> [Written task] Can you quote every line of the material below verbatim, without changing anything?

## START Available data

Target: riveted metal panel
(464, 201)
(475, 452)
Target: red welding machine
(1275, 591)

## END Available data

> [Response to this exercise]
Target: riveted metal panel
(464, 201)
(475, 452)
Target: red welding machine
(1275, 591)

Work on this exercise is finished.